»»

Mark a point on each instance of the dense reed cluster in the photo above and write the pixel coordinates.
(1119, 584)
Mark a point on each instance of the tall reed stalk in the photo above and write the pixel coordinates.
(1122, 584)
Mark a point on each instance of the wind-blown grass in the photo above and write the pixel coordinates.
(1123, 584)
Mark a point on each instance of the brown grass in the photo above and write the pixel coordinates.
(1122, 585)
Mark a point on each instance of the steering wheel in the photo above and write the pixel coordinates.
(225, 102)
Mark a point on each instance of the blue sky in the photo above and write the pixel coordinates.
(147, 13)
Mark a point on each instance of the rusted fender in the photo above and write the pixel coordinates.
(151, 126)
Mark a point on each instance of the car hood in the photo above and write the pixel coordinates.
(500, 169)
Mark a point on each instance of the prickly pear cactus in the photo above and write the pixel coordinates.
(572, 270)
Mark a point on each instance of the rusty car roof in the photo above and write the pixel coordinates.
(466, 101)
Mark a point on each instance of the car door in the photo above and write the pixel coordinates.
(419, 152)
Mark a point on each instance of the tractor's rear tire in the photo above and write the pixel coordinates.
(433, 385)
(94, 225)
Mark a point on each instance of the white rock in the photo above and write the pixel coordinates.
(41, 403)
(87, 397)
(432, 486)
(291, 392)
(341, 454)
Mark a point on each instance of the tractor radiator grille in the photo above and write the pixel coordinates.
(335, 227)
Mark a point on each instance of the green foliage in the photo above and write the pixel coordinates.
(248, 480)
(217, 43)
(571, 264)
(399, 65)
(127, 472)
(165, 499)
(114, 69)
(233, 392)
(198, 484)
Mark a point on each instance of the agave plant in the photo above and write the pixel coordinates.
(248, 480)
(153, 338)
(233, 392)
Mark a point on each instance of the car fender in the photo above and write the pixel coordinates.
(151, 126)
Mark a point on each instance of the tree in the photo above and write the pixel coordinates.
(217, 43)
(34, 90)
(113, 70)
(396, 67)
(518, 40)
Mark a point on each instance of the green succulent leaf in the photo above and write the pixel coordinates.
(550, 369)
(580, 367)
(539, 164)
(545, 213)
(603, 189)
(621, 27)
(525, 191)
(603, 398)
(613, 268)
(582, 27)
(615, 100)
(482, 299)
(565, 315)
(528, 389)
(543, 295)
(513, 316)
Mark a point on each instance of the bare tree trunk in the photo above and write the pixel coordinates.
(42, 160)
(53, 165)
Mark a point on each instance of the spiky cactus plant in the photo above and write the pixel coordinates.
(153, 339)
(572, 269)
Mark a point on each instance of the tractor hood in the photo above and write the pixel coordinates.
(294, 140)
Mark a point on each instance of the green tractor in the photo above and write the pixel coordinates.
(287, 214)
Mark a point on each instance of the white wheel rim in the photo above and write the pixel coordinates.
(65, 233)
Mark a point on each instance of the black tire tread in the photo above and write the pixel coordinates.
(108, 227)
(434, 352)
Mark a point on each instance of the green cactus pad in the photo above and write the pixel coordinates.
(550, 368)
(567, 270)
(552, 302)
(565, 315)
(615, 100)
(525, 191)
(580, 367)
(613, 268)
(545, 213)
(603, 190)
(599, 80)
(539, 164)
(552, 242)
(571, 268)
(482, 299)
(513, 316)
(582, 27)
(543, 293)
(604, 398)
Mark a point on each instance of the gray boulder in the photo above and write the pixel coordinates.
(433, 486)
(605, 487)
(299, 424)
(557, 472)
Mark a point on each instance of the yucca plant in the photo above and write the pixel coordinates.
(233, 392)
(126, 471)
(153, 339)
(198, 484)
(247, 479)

««

## JOB
Please copy out every line from the one containing "Mark a point on each instance of the tall" through the one containing "(1122, 585)", keeping all wording, but multiply each point coordinate by 0.35 and round it to a whole number, with halves rounding up. Return only those lines.

## SOLUTION FOR THIS PROBLEM
Mark a point on each instance of the tall reed stalk in the photo above and write the pixel coordinates.
(393, 204)
Mark a point on each instance of the wind-blown grass in the photo above and write the pixel coordinates.
(393, 204)
Mark a point on each instance of the brown grass in the photo above and write the pixel coordinates.
(393, 205)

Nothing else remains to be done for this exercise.